Return verbatim the run of lines that opens with the line holding "[mark] the green pie" and closes with the last line of the records.
* start Records provided *
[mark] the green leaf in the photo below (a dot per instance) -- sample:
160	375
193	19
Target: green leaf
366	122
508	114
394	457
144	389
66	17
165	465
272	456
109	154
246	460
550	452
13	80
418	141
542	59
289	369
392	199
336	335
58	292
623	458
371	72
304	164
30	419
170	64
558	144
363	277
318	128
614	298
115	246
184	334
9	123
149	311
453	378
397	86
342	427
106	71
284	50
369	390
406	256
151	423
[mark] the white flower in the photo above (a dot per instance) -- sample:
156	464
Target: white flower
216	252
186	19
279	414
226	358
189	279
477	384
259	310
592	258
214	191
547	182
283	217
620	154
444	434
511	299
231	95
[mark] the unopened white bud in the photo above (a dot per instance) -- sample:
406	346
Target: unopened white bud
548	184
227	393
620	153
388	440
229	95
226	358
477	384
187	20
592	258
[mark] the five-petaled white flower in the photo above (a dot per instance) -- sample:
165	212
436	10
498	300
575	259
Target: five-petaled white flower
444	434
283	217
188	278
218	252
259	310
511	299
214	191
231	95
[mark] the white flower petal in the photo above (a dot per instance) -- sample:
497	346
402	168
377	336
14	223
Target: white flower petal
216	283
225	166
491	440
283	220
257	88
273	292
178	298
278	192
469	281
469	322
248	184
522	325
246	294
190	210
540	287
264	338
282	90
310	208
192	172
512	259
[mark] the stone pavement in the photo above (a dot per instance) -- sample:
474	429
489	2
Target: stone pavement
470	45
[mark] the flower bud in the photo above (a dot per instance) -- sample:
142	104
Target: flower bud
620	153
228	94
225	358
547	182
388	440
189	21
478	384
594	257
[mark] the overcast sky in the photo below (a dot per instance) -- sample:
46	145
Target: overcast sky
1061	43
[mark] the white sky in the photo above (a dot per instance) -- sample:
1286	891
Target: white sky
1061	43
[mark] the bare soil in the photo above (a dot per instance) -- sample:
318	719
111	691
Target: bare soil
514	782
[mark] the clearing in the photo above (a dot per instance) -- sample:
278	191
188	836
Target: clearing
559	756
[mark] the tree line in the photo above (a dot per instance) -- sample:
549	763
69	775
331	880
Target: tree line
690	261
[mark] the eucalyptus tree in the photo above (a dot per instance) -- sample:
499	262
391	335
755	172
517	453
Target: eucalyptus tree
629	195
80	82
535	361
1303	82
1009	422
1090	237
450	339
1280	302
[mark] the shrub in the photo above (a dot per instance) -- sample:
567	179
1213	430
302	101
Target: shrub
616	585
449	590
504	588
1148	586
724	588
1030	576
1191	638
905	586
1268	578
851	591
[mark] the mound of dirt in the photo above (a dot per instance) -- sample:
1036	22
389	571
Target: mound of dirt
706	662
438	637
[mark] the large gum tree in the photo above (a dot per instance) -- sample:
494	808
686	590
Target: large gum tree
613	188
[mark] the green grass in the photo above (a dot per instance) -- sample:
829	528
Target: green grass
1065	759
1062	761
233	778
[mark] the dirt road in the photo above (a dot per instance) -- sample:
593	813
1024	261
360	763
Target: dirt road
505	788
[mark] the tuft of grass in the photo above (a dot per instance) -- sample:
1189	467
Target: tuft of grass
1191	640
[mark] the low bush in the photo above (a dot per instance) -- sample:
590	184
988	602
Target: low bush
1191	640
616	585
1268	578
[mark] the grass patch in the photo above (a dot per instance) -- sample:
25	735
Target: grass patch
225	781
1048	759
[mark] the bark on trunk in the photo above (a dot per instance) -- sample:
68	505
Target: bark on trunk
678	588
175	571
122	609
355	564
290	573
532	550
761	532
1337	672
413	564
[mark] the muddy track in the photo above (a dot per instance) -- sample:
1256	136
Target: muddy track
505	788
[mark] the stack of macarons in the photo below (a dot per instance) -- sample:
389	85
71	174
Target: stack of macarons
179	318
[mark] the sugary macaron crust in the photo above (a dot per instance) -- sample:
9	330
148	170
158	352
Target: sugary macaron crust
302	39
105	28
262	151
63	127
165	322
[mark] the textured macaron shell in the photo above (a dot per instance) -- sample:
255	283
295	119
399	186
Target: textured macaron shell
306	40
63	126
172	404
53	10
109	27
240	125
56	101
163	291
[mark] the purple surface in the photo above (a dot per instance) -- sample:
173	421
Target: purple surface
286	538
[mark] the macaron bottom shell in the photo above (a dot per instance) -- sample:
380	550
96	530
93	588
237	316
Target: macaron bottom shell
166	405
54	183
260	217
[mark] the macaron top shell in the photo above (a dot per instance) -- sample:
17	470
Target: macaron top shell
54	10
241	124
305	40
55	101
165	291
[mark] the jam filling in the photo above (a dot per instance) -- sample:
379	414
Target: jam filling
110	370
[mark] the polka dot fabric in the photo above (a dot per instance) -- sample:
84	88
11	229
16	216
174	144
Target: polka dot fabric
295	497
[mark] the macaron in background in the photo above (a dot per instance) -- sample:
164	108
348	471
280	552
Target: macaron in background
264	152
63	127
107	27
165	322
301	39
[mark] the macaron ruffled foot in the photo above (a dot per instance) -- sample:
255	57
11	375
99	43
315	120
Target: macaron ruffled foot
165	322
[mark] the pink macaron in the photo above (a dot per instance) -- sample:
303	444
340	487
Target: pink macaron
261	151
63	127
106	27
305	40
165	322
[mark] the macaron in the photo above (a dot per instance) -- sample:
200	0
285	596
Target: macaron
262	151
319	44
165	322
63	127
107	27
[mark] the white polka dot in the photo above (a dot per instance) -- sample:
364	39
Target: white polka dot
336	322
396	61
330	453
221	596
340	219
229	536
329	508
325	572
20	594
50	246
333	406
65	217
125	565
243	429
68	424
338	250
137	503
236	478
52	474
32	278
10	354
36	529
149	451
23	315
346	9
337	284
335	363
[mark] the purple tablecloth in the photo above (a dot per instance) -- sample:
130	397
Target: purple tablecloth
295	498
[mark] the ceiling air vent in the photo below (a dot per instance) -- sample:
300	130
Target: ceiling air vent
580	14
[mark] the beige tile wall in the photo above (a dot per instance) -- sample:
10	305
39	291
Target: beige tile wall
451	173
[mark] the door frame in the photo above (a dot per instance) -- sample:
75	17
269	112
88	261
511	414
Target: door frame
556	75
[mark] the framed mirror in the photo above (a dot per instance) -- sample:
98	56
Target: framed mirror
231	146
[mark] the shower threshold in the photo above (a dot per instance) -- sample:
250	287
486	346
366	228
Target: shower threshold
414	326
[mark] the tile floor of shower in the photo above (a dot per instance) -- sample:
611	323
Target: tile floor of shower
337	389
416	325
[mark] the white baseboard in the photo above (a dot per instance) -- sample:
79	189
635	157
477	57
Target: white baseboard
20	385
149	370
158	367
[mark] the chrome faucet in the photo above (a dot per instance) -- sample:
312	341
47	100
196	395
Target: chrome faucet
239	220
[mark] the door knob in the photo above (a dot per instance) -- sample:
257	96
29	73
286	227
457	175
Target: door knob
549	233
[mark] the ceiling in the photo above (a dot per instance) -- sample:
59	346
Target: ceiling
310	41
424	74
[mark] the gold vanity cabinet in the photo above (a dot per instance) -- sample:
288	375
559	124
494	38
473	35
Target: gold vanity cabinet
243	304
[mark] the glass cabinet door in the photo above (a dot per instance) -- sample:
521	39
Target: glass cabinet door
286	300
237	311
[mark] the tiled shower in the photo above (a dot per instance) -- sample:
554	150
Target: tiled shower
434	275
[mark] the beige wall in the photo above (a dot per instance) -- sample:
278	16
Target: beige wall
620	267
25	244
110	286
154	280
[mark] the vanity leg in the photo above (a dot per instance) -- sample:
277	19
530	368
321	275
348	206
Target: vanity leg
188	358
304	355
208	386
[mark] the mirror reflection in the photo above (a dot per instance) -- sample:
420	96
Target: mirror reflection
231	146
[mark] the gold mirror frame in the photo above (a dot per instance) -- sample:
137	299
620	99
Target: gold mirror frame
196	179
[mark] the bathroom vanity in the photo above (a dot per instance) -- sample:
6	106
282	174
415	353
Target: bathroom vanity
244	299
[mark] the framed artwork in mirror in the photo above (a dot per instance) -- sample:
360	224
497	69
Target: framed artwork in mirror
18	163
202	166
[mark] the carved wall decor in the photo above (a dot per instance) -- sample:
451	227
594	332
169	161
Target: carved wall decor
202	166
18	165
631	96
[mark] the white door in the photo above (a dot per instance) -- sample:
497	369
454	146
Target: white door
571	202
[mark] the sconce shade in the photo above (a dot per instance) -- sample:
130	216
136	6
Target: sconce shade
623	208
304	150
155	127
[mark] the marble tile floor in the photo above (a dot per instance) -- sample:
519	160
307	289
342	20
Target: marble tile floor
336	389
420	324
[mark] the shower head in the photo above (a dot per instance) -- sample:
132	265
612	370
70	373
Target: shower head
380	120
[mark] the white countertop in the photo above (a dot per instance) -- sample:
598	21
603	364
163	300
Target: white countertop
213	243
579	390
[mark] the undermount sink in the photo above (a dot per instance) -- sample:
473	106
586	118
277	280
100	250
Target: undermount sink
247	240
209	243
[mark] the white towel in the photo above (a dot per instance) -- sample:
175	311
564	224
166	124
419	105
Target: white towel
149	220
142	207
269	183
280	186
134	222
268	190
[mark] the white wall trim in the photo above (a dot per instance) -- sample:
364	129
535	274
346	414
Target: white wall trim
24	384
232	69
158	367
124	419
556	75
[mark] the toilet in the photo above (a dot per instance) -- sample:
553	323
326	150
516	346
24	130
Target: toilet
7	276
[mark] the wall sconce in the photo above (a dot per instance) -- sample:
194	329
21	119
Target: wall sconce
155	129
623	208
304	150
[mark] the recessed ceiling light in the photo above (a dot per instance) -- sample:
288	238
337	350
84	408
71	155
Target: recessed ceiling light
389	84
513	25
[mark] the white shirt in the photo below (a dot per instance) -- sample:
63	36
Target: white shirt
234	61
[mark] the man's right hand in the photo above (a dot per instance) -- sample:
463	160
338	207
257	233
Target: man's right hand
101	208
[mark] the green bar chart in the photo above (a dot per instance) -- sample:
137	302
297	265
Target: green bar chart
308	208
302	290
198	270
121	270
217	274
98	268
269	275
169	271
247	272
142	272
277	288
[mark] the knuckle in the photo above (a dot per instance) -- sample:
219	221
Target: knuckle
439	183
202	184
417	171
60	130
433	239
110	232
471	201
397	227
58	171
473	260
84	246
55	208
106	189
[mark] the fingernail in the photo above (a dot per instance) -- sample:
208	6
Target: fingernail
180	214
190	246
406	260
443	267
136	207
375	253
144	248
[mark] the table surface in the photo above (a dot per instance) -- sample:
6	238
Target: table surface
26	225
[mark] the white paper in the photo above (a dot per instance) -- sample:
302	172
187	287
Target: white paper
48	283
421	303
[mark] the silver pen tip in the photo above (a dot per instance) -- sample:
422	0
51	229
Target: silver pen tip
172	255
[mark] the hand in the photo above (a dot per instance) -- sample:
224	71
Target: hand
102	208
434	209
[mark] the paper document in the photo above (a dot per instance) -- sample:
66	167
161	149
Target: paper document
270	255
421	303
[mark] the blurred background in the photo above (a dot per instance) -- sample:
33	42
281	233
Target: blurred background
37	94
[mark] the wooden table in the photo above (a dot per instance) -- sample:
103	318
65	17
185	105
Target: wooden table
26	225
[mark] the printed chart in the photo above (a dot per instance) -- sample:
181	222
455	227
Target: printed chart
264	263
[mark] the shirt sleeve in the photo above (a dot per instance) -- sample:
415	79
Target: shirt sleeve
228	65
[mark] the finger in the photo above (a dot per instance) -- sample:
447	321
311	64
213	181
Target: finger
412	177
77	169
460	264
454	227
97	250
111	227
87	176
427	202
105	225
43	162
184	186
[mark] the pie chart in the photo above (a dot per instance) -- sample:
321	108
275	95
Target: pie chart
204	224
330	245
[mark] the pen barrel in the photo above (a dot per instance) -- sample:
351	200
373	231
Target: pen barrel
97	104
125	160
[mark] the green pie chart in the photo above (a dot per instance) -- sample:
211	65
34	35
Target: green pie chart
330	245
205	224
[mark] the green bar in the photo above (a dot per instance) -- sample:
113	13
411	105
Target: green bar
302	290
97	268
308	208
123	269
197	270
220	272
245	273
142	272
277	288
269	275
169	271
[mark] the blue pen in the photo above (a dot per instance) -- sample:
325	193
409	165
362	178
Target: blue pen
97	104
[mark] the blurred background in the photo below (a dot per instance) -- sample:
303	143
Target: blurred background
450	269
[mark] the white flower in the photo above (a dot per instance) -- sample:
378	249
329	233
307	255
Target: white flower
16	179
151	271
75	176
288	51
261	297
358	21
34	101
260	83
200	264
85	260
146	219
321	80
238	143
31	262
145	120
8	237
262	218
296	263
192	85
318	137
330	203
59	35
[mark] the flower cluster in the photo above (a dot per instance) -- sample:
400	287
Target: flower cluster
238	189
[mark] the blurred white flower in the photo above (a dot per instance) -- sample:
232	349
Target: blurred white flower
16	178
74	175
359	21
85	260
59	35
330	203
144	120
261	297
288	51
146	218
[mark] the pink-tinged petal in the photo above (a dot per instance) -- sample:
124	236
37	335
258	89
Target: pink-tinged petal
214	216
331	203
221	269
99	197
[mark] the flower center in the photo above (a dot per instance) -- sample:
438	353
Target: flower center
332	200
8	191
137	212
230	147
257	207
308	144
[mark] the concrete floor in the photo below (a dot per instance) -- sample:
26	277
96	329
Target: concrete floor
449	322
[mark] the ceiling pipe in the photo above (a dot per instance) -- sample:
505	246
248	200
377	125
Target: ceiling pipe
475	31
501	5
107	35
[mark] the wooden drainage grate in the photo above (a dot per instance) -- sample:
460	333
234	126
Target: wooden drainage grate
* end Records provided *
● Problem solution:
[mark] the green pie chart in the photo above (a dot per instance) -- sample:
211	65
34	35
Target: green pie chart
330	245
205	224
[mark] the green bar in the photo above (a dot per instance) -- sample:
113	13
411	105
Target: green bar
302	290
97	268
308	208
123	269
197	270
220	272
245	273
142	272
277	288
269	275
169	271
[mark] the blue pen in the photo above (a dot per instance) -- sample:
325	193
409	165
362	178
Target: blue pen
97	104
[mark] the blurred background in the photo below (a dot per instance) -- sample:
303	143
Target: blurred background
450	269
[mark] the white flower in the photo above (a dot per instance) -- sample:
378	249
329	233
307	255
Target: white flower
16	179
151	271
75	176
288	51
261	297
358	21
34	101
260	83
200	264
85	260
146	219
321	80
238	143
31	262
145	120
8	237
262	218
296	263
192	85
318	137
330	203
59	35
[mark] the flower cluster in the photo above (a dot per instance) -- sample:
400	287
Target: flower cluster
238	189
[mark] the blurred white flower in the photo above (a dot per instance) -- sample:
232	349
Target: blurred white flower
16	178
74	175
359	21
85	260
59	35
330	203
144	120
261	297
288	51
146	218
[mark] the pink-tinged petal in the photo above (a dot per instance) -- sample:
124	236
37	335
258	89
Target: pink-tinged petal
214	216
331	203
221	269
99	197
[mark] the flower center in the photo above (a dot per instance) -- sample:
438	353
Target: flower center
332	200
8	191
137	212
230	147
257	207
308	144
[mark] the concrete floor in the photo below (a dot per instance) -- sample:
26	277
96	329
Target: concrete floor
449	322
[mark] the ceiling pipe in the photo above (a dot per instance) -- sample:
505	246
248	200
377	125
Target: ceiling pipe
475	31
501	5
107	35
[mark] the wooden drainage grate in the photo above (a dot per instance) -- sample:
460	333
234	126
Target: wooden drainage grate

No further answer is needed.